Material for this exercise:

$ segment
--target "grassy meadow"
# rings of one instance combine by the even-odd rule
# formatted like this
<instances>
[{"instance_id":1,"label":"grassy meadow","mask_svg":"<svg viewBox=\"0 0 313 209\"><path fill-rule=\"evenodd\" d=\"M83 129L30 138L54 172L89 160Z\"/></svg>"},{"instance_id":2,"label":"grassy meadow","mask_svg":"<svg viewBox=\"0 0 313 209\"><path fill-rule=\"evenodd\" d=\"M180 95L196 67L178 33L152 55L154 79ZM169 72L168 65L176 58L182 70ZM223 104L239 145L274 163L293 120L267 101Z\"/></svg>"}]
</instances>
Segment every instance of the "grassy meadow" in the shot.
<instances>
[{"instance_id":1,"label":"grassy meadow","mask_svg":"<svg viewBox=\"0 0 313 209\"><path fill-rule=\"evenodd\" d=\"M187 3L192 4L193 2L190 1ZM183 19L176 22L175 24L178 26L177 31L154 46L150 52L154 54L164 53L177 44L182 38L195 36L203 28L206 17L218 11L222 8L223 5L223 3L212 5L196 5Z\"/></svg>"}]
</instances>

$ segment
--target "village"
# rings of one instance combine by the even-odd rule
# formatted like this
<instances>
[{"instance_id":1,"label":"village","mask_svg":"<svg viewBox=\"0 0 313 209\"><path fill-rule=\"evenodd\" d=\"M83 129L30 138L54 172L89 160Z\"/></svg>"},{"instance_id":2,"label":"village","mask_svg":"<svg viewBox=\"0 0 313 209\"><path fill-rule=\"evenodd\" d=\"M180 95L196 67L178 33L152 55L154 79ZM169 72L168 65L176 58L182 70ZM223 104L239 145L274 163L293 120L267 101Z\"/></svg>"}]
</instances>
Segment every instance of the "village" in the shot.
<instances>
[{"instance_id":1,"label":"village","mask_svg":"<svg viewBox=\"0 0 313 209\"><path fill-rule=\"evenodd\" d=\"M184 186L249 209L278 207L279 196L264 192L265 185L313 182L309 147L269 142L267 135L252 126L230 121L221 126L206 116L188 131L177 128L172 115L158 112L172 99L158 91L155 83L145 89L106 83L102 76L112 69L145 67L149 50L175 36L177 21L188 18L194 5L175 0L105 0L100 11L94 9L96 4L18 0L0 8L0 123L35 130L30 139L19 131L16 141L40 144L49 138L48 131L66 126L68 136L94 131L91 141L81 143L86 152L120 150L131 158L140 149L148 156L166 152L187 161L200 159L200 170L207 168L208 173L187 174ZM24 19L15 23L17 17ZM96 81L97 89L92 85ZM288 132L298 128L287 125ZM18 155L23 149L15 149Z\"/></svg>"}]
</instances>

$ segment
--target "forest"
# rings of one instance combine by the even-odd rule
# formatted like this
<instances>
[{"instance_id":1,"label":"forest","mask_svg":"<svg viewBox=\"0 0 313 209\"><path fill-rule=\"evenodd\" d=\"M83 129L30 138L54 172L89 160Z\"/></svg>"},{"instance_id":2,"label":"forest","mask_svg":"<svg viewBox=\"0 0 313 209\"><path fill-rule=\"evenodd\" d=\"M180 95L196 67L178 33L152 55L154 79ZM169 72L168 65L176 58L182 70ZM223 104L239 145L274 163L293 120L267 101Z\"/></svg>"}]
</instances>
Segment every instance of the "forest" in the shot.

Written task: Count the lines in the material that contain the string "shot", treating uppercase and lowercase letters as different, and reply with only that number.

Exercise answer: 3